Text-to-region grounding data:

───

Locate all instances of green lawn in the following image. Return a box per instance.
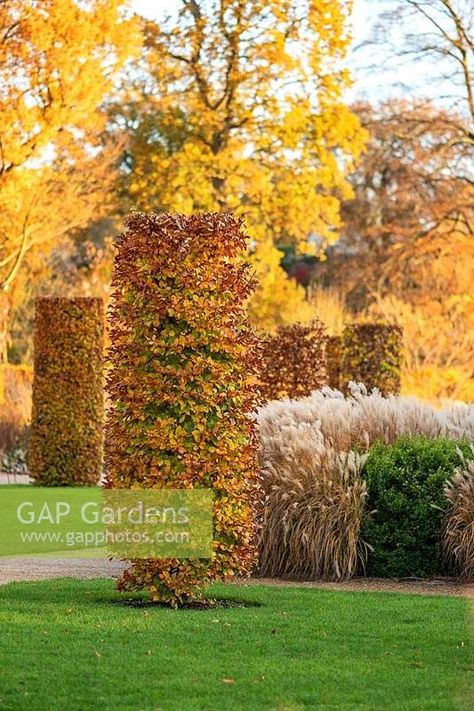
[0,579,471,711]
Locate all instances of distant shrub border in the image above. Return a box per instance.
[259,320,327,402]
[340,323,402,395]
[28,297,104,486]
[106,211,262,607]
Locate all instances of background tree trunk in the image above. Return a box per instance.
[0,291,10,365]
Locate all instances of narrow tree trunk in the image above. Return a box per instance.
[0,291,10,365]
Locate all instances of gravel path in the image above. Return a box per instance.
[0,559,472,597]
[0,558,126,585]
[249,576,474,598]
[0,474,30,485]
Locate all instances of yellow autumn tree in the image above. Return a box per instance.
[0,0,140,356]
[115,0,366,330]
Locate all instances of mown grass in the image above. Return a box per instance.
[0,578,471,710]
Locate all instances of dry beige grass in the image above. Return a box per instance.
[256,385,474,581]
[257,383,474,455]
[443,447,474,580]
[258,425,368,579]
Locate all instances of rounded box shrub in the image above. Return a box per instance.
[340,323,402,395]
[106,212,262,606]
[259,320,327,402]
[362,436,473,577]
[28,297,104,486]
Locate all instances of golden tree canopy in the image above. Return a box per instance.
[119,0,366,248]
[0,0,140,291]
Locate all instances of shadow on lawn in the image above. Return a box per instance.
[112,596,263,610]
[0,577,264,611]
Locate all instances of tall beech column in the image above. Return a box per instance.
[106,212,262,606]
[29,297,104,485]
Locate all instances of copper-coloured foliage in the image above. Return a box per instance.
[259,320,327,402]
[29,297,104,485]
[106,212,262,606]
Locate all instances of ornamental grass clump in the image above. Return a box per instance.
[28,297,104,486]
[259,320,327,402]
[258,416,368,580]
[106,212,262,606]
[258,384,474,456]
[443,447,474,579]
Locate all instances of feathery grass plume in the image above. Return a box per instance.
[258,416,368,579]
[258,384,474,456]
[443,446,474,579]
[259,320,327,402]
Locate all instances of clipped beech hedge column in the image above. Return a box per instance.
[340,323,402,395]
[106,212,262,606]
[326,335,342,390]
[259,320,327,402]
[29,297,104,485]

───

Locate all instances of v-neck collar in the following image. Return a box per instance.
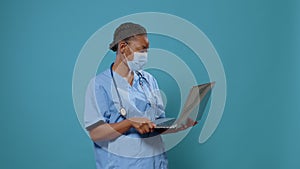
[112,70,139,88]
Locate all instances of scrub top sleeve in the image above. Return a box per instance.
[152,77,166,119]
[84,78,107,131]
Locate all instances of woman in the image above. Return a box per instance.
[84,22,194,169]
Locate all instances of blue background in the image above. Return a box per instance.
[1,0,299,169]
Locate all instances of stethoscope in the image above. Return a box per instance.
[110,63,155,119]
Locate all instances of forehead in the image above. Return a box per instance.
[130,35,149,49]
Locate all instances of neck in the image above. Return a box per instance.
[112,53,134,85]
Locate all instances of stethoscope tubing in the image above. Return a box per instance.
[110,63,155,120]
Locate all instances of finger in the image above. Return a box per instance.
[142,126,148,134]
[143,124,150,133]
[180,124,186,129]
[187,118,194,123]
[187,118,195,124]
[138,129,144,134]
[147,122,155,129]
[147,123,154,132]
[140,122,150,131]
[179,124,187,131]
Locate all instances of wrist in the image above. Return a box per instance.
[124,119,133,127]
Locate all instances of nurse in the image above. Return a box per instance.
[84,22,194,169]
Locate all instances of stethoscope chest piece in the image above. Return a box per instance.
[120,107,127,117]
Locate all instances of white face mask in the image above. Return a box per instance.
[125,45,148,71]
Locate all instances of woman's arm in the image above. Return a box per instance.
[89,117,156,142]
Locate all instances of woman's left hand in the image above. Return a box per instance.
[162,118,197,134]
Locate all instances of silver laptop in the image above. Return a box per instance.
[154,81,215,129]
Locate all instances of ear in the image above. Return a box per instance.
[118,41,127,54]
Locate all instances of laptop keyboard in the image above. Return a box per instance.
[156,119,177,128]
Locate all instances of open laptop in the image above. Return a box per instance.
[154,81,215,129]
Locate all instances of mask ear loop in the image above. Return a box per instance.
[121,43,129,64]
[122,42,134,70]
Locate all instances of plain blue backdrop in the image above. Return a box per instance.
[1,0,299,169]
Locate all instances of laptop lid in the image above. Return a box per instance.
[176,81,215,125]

───

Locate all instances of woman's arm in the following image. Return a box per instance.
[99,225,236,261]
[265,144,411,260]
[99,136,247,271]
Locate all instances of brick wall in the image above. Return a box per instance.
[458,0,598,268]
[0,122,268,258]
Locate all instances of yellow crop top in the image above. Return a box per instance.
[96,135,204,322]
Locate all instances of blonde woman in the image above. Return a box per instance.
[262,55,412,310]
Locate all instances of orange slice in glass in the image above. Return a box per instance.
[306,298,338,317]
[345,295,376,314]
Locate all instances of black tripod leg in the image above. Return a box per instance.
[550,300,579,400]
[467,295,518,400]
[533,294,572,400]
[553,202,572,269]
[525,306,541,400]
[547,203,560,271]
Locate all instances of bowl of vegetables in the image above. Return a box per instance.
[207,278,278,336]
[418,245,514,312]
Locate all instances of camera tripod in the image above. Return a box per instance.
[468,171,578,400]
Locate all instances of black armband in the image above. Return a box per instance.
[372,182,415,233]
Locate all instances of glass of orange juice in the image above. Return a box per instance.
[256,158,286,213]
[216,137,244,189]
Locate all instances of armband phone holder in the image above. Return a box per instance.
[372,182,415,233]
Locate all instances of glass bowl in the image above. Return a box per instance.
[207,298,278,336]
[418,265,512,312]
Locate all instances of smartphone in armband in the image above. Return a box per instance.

───

In the entries above, restate word for word the lines between the one holding "Locate all instances of glass bowl" and the one holding "Locate all instances of smartphone", inclusive, and nothing besides.

▸ **The answer**
Locate all instances of glass bowl in the image above. Return a box per instance.
[207,298,278,336]
[418,265,512,312]
Locate all instances of smartphone in armband in the image above. Return a box per instance.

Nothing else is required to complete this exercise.